▶ _Material to process_:

□ □ □

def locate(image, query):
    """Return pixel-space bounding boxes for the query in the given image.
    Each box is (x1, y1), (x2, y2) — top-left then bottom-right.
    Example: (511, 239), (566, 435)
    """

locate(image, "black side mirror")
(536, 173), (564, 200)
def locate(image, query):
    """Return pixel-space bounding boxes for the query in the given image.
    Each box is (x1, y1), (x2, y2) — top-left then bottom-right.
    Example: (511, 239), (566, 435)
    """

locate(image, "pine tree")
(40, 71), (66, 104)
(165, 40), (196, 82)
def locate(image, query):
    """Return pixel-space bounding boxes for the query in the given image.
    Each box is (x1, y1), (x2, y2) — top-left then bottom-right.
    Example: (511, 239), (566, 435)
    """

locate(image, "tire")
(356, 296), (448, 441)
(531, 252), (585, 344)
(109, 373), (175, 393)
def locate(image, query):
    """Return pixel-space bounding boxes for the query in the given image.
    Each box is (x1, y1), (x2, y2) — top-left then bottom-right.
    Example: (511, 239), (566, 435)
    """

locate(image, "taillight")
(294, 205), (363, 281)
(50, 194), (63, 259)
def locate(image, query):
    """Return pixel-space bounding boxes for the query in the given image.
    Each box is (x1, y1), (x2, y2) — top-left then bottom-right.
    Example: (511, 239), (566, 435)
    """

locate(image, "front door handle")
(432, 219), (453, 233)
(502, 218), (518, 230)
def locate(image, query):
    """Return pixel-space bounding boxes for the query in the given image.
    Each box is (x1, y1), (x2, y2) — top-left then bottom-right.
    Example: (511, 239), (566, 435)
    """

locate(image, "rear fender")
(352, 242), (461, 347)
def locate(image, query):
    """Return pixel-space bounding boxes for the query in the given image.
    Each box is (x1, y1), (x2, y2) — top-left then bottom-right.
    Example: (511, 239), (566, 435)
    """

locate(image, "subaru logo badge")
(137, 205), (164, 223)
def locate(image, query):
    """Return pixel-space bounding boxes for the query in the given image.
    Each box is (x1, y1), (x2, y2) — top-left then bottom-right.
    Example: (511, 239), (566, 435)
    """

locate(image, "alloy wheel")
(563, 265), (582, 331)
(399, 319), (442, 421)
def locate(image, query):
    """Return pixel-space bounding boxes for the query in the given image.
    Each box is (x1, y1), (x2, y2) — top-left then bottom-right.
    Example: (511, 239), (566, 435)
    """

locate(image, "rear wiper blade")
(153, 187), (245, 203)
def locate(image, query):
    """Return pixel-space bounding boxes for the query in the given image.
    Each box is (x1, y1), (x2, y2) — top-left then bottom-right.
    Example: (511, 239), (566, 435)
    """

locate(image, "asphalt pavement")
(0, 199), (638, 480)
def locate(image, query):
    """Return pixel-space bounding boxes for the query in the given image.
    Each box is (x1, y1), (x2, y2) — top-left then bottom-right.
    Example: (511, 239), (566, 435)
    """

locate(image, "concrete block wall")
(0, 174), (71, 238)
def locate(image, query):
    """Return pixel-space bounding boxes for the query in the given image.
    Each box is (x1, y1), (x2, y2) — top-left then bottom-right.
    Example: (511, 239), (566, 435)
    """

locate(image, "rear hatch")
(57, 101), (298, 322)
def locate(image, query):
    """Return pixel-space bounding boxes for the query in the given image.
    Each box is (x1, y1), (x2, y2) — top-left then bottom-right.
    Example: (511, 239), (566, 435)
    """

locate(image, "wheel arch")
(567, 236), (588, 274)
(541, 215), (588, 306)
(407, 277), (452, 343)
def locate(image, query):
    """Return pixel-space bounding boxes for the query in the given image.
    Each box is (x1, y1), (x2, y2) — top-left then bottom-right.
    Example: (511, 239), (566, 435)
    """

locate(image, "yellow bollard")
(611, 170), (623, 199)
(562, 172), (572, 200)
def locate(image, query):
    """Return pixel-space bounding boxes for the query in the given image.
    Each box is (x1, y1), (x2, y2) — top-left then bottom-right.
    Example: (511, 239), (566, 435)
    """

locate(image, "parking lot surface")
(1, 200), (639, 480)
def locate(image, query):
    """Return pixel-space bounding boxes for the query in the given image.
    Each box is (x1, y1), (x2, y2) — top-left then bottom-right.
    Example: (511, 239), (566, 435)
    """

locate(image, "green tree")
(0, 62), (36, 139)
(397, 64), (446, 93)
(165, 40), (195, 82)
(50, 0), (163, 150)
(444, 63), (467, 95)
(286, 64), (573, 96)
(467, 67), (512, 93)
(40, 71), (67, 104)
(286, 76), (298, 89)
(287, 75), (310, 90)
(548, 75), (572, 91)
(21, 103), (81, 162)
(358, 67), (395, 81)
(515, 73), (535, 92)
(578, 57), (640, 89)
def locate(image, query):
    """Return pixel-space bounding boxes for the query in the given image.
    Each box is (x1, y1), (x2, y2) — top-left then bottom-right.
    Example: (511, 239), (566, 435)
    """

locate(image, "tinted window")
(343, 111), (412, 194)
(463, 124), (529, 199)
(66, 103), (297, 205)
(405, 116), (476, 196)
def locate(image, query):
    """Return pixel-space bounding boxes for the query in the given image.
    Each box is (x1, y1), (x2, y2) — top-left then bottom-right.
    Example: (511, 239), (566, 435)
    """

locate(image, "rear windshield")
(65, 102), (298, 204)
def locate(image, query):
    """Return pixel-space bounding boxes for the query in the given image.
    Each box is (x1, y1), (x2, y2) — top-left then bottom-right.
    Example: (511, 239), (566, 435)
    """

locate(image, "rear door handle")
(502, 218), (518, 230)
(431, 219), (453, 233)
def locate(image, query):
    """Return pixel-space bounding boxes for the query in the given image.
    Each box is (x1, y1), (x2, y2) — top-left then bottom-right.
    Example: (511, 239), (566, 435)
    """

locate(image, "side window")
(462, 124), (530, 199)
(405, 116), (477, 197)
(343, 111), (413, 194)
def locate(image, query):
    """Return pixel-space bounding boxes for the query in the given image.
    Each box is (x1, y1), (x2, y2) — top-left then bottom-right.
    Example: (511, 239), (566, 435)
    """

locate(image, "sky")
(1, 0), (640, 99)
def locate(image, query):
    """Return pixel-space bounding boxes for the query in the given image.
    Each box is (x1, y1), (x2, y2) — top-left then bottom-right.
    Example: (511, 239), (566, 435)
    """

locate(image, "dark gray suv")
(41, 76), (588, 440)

□ □ □

▶ _Exercise requirements_: Give back the entries exactly. Omit none of them.

▶ _Worked solution_:
def locate(image, query):
    """Return pixel-space bounding boxes for the query in the given image.
    Each box is (x1, y1), (x2, y2) — top-left then bottom-right.
    Example: (511, 239), (566, 435)
    """

locate(image, "black side mirror")
(536, 173), (564, 200)
def locate(image, query):
    """Return pixel-space bounding boxes for the query in the given image.
    Each box is (x1, y1), (x2, y2) — top-left then bottom-right.
    Example: (511, 239), (566, 435)
    """

locate(image, "pine tree")
(40, 71), (66, 104)
(165, 40), (196, 82)
def locate(image, query):
    """Return pixel-space bounding boxes for the query in the given image.
    Each box is (x1, y1), (x2, y2) — top-left then bottom-right.
    Example: (511, 239), (566, 435)
    """

locate(image, "tire")
(356, 296), (448, 441)
(531, 252), (585, 344)
(109, 373), (175, 393)
def locate(image, query):
    """Return pixel-space bounding boxes for the query in the given image.
    Each box is (x1, y1), (x2, y2) — top-left then bottom-right.
    Example: (511, 239), (566, 435)
    """

locate(image, "taillight")
(294, 205), (363, 281)
(50, 194), (63, 259)
def locate(image, query):
    """Return pixel-space bounding boxes for the query in the given image.
    Each box is (x1, y1), (x2, y2) — top-left then bottom-right.
    Example: (511, 239), (566, 435)
    """

locate(image, "front door handle")
(432, 219), (453, 233)
(502, 218), (518, 230)
def locate(image, query):
    """Return pixel-space bounding boxes for the query in the given image.
    Each box is (x1, y1), (x2, y2) — top-left then bottom-right.
    Example: (511, 239), (566, 435)
    """

locate(image, "rear fender")
(352, 242), (461, 347)
def locate(image, query):
    """Return pixel-space bounding boxes for the query in the given image.
    Each box is (x1, y1), (x2, y2) — top-left then bottom-right.
    Example: (511, 239), (566, 435)
    """

locate(image, "subaru logo badge")
(137, 205), (164, 223)
def locate(image, query):
    """Return pixel-space bounding boxes for the query in the given image.
    Each box is (x1, y1), (x2, y2) — top-left then bottom-right.
    Example: (511, 239), (566, 435)
    """

locate(image, "alloy wheel")
(563, 265), (582, 331)
(399, 319), (442, 421)
def locate(image, query):
    """Return pixel-space bounding boxes for the query in the given image.
    Each box is (x1, y1), (x2, y2) — top-left then bottom-right.
    Example: (511, 239), (566, 435)
    """

locate(image, "rear wiper blade")
(153, 187), (245, 203)
def locate(image, query):
    """Return pixel-space bounding boxes for the query in the given image.
    Each box is (x1, y1), (x2, y2) — top-left then bottom-right.
    Example: (511, 239), (566, 435)
    """

locate(image, "asphalt pavement")
(0, 199), (638, 480)
def locate(image, query):
    """Return pixel-space bounding boxes for the query in the given image.
    Each box is (x1, y1), (x2, y2) — top-left then bottom-right.
    Example: (511, 239), (566, 435)
    """

locate(image, "concrete block wall")
(0, 174), (71, 238)
def locate(image, query):
    """Return pixel-space bounding boxes for the query in the given image.
    Each box is (x1, y1), (x2, y2) — top-left then bottom-right.
    Example: (511, 239), (566, 435)
    """

locate(image, "rear hatch")
(57, 101), (298, 322)
def locate(image, query):
    """Return pixel-space bounding boxes for the query in the given image.
    Each box is (x1, y1), (x2, y2) — top-left then bottom-right.
    Example: (511, 239), (566, 435)
    """

locate(image, "wheel arch")
(567, 236), (588, 274)
(541, 215), (588, 306)
(407, 277), (452, 343)
def locate(image, query):
    """Return pixel-space bounding boxes for the query in the given image.
    Each box is (x1, y1), (x2, y2) — top-left then bottom-right.
    Example: (511, 239), (566, 435)
    """

locate(image, "yellow bollard")
(611, 170), (623, 199)
(562, 172), (572, 200)
def locate(image, query):
    """Return pixel-space bounding boxes for the query in the given image.
    Each box is (x1, y1), (x2, y2) — top-left then bottom-right.
    Example: (511, 239), (566, 435)
    """

locate(image, "parking lot surface")
(1, 200), (639, 480)
def locate(image, query):
    """Return pixel-space bounding boxes for the query in the given image.
    Each box is (x1, y1), (x2, y2) — top-left then bottom-right.
    Example: (511, 239), (566, 435)
    """

locate(image, "green tree")
(0, 62), (36, 139)
(397, 64), (446, 93)
(165, 40), (195, 82)
(50, 0), (163, 150)
(444, 63), (467, 95)
(286, 64), (573, 96)
(467, 67), (512, 93)
(40, 71), (67, 104)
(286, 76), (298, 89)
(287, 75), (310, 90)
(548, 75), (572, 91)
(21, 103), (81, 162)
(358, 67), (395, 81)
(515, 73), (535, 92)
(578, 57), (640, 89)
def locate(image, query):
    """Return pixel-space bounding boxes for the query in the given image.
    Each box is (x1, y1), (x2, y2) — top-left then bottom-right.
    Example: (511, 239), (566, 435)
    """

locate(image, "tinted window")
(343, 111), (412, 194)
(463, 124), (529, 199)
(66, 103), (297, 205)
(405, 116), (476, 196)
def locate(image, query):
    """Return pixel-space bounding boxes for the query in the given image.
    Each box is (x1, y1), (x2, y2) — top-left then bottom-right.
    Example: (511, 239), (566, 435)
    """

locate(image, "rear windshield")
(65, 102), (298, 204)
def locate(image, query):
    """Return pixel-space bounding boxes for the query in the given image.
    Each box is (x1, y1), (x2, y2) — top-left then bottom-right.
    Example: (511, 239), (566, 435)
    """

locate(image, "rear door handle")
(502, 218), (518, 230)
(431, 219), (453, 233)
def locate(image, query):
    """Return pixel-space bounding boxes for the query in the given image.
    Each box is (x1, y1), (x2, y2) — top-left then bottom-right.
    Example: (511, 239), (566, 435)
    """

locate(image, "side window")
(462, 124), (530, 199)
(405, 116), (477, 197)
(343, 111), (413, 194)
def locate(image, query):
    """Return pixel-space bounding boxes for the query in the given image.
    Each box is (x1, y1), (x2, y2) — top-left then bottom-right.
    Example: (511, 239), (566, 435)
    """

locate(image, "sky")
(1, 0), (640, 99)
def locate(image, query):
    """Return pixel-space bounding boxes for the query in the given image.
    Each box is (x1, y1), (x2, y2) — top-left then bottom-right.
    Example: (511, 239), (566, 435)
    """

locate(image, "dark gray suv")
(41, 76), (588, 440)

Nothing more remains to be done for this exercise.